Records for this exercise >>
Segment Open

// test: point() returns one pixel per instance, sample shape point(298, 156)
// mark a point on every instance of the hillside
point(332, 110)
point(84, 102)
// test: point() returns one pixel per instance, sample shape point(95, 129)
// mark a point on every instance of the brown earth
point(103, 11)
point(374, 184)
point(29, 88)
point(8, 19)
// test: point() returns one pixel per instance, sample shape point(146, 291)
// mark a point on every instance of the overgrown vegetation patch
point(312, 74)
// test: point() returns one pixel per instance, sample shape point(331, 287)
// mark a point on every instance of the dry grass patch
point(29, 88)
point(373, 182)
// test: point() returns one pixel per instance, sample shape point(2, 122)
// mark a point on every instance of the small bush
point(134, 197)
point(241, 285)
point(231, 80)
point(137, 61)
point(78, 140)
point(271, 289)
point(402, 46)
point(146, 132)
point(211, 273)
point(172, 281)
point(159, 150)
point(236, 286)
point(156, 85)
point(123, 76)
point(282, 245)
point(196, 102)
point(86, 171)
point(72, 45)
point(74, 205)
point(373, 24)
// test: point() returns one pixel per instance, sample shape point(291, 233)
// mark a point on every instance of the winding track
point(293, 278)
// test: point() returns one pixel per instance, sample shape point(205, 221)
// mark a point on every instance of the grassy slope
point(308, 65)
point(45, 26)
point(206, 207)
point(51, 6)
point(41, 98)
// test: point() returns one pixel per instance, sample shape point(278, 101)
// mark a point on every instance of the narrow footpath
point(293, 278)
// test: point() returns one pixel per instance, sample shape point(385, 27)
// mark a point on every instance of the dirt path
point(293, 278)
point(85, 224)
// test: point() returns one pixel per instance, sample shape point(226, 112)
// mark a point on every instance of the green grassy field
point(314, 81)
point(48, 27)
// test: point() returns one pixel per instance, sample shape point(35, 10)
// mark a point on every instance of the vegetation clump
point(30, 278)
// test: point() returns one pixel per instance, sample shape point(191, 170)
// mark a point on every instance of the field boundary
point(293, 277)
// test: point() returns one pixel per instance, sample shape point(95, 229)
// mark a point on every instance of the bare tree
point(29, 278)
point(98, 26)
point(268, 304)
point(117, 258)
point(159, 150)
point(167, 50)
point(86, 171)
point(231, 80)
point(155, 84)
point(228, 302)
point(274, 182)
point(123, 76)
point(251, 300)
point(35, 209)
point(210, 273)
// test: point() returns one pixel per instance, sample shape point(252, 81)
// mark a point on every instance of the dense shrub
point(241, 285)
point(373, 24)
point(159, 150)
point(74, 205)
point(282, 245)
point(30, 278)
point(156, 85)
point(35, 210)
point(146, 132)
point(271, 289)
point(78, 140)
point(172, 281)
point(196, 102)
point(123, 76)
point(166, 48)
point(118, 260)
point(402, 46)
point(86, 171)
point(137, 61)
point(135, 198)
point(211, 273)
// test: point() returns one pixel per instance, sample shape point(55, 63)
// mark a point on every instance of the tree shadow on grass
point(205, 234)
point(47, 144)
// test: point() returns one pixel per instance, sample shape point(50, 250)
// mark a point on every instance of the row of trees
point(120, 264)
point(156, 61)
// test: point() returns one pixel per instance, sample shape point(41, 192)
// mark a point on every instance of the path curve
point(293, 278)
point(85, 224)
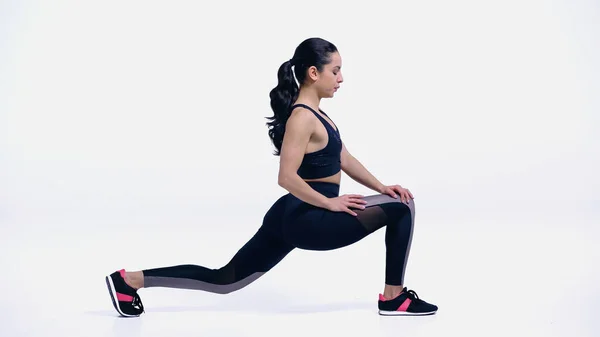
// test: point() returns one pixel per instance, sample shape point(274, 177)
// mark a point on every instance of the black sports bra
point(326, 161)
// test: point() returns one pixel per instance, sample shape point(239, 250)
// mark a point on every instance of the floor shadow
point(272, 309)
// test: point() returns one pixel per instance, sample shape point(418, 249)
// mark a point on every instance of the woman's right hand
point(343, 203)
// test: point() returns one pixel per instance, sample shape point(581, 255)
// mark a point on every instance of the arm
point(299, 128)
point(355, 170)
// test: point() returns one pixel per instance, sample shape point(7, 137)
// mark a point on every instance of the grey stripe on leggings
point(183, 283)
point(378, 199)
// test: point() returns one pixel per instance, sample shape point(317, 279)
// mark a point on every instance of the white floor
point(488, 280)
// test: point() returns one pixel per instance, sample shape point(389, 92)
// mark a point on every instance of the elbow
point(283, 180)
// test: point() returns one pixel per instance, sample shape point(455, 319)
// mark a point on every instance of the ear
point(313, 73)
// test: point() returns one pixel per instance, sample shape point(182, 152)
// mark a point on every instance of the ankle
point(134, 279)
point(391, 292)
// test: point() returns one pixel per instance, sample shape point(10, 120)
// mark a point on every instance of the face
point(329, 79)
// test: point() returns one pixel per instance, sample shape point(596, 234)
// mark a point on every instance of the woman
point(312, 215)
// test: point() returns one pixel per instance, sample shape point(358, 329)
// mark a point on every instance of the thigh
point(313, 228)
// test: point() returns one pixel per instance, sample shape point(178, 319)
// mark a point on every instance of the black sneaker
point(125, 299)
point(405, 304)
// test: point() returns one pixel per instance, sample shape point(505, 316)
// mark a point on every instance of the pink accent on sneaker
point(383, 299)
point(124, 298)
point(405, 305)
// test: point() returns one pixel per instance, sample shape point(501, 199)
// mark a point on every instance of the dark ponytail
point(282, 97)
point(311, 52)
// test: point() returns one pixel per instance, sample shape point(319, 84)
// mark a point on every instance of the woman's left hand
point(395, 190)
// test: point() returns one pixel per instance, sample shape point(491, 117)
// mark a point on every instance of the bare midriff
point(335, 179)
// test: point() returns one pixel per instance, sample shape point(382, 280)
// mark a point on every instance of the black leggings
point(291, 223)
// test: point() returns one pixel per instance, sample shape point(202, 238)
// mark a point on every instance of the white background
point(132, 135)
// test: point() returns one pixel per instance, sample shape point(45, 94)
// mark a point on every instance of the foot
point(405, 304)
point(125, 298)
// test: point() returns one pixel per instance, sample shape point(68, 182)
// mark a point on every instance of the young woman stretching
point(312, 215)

Segment Closed
Segment Open

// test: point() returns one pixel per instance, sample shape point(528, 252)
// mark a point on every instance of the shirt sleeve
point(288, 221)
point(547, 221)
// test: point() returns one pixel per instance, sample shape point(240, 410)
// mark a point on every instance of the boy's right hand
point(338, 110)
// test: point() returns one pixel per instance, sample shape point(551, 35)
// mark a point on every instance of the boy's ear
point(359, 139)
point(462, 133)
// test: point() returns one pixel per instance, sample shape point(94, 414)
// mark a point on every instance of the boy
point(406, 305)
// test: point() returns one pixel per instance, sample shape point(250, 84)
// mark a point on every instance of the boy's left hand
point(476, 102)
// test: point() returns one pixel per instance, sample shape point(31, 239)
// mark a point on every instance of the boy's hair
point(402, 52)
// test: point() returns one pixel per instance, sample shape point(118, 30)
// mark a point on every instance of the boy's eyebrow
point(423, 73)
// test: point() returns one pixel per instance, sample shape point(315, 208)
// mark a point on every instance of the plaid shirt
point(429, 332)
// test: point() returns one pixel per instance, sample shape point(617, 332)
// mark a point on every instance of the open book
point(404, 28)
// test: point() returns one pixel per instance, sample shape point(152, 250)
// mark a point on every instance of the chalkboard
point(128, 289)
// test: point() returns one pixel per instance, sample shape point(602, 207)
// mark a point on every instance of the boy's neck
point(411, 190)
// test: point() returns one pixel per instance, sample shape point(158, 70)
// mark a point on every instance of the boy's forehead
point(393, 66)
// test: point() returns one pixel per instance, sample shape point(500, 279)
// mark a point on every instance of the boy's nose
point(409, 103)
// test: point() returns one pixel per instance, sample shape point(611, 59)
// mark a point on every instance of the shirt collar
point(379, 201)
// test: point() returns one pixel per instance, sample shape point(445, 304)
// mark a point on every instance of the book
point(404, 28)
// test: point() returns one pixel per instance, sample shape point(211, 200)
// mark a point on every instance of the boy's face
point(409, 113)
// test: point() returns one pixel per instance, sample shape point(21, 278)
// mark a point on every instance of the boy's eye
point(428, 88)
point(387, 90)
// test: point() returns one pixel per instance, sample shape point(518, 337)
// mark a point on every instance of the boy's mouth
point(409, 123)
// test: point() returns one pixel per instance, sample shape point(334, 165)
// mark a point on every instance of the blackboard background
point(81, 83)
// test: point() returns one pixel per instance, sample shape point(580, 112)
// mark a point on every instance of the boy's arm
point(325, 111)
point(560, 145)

Segment Closed
Segment Open

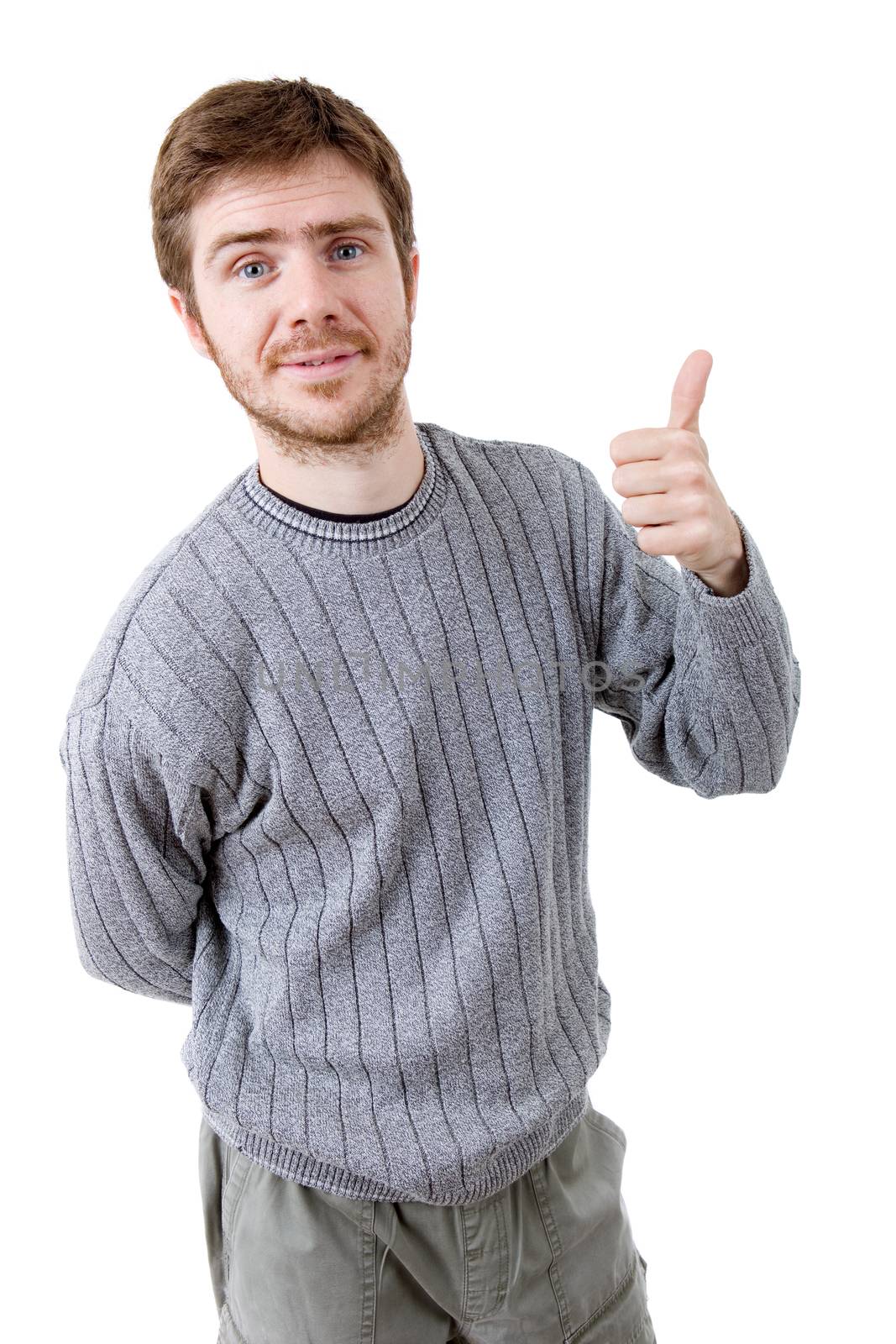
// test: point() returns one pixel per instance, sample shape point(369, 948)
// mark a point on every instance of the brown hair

Segment Closed

Task statement >> Return only the lines between the one holding "the shirt sleeve" and the one holding "shape point(551, 35)", inclusive, exactly as they appear above.

Result of the task >>
// mark a point on every instance of the shirt sleeve
point(288, 221)
point(547, 221)
// test: point() returns one pixel per instance, sample shape point(240, 410)
// mark a point on every instance of the boy's right hand
point(338, 110)
// test: point() returns one pixel per instance, sample shape point(551, 35)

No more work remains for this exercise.